Exercice proposé A:
Quelles lignes de la liste ci-dessous contiennent le mot « white » ? Sélectionnez-les toutes et recopiez-les, en tenant compte de la casse.

Document:
####

M. Weatherell : Je vous répondrai que oui, absolument, et elle s'engage pour deux ou trois raisons. Premièrement, j'ai donné des exemples de situation où les intervenants de l'industrie font des investissements. Si vous regardez les différents défis auxquels l'industrie est confrontée, depuis les efforts pour trouver des dépôts jusqu'à la complexité des taux décroissants en passant par le besoin d'obtenir l'approbation sociale, ce sont là des enjeux collectifs qui expliquent certains des défis et déficiences. L'industrie en a pris conscience et l'a reconnu, et elle prend les devants, et tout le contenu du plan vient de l'industrie. C'est elle qui définit les choses.

Je ne crois pas que nous reproduisions le mythe de Sisyphe. Les intervenants de l'industrie réfléchissent à la façon de changer la façon de faire. Je vais citer un directeur de l'exploitation d'une importante société minière du Canada qui a dit que, si on ne change pas le mode de fonctionnement dans le domaine de l'exploitation minière, ce secteur disparaîtra. Et ce que vous avez ici est le plan détaillé pour essayer d'y arriver.

Le président : Nous allons commencer une deuxième série, et je vais donner à chaque intervenant le droit de poser une question. Nous verrons où nous en serons rendus après.

Le sénateur Massicotte : Dans votre rapport, vous avez aussi parlé des autres solutions techniques qui aideraient beaucoup. De quelle autre possibilité révolutionnaire devrait-on tenir compte? Nous sommes dans le secteur minier, ici. Selon vous, quelles sont les autres choses qui pourraient être importantes?

####

Exercice proposé B:
Continuez l'échange sur l'industrie minière ci-dessus en reprenant juste après la question du sénateur Massicotte.

####

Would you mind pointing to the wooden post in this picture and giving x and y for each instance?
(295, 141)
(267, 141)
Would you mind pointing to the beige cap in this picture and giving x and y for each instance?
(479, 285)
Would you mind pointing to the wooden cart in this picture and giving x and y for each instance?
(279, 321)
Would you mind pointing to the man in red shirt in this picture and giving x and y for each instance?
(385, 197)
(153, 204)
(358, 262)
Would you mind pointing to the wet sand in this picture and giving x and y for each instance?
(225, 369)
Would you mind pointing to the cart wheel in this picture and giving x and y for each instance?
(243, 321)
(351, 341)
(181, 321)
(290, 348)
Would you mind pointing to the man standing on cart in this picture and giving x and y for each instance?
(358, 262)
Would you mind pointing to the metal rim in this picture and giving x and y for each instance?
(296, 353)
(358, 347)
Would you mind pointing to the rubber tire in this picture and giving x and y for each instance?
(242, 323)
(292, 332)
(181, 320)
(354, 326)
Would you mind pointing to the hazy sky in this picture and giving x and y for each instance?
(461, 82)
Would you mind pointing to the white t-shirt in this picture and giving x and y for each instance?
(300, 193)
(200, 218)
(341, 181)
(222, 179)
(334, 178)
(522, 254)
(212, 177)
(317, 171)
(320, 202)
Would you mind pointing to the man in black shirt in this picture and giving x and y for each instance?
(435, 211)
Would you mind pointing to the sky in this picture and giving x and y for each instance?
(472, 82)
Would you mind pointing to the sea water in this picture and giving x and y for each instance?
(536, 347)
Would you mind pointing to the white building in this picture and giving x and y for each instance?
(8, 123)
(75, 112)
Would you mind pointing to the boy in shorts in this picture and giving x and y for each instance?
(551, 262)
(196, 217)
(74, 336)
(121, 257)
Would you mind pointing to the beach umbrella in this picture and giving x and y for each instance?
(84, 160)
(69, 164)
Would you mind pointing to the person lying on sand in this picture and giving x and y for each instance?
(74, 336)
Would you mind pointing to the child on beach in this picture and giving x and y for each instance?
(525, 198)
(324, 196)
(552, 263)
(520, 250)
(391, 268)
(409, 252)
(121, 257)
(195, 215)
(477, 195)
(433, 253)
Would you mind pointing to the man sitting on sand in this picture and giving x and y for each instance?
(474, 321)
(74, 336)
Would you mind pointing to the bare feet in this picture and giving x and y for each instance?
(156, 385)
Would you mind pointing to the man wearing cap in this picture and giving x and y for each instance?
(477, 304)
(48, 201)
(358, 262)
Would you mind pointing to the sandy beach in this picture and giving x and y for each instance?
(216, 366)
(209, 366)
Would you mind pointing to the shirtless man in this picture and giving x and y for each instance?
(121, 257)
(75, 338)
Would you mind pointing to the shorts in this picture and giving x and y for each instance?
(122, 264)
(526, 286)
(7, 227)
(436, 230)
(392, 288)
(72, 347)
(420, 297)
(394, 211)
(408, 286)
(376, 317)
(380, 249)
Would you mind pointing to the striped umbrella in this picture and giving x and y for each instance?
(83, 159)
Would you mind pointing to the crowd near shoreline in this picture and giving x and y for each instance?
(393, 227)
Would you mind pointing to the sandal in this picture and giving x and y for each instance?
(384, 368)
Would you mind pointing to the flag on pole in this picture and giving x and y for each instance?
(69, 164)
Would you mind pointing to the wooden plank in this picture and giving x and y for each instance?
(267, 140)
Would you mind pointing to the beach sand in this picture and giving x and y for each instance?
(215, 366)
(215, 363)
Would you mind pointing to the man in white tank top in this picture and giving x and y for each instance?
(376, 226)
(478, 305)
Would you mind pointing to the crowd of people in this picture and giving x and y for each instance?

####

Réponse finale A:
Would you mind pointing to the white t-shirt in this picture and giving x and y for each instance?
Would you mind pointing to the white building in this picture and giving x and y for each instance?
Would you mind pointing to the man in white tank top in this picture and giving x and y for each instance?

Réponse finale B:
M. Weatherell : Du point de vue des technologies? J'en ai mentionné deux ou trois. Nous examinons beaucoup les domaines de la génomique, de l'aérospatiale et de la défense. Nous avons cerné une arme défensive qui pourrait servir à fragmenter la roche. Nous avons cerné des technologies aérospatiales qui fonctionnent à l'électricité et servent à enlever des revêtements qui pourraient servir à fragmenter la roche. J'ai discuté avec des représentants de l'Institut d'information quantique qui ont trouvé des techniques de chiffrement quantique qui pourraient être utilisées pour accroître la capacité de suivi et des puits. Nous avons commencé des discussions avec le NINT, en Alberta, sur des applications liées à la nanotechnologie. Nous réalisons actuellement un projet avec SNOLAB, à Sudbury, dans le cadre duquel nous examinons sa technique de manipulation et de gestion de données massives.

Pour nous, la voie est libre. Je repense à la question de la sénatrice Galvez, et il y a des technologies qui existent actuellement de sorte que nous n'avons pas à commencer au stade de la recherche. Nous pouvons trouver ce qui existe déjà dans une industrie, nous l'approprier et contourner le processus linéaire de développement technologique. Ce n'est pas nécessaire de commencer par les recherches. Nous pouvons commencer en cours de route, nous immiscer dans un processus et faire avancer les choses très rapidement. En fait, c'est quelque chose que nous avons déjà fait dans le cadre de nos efforts d'exploration.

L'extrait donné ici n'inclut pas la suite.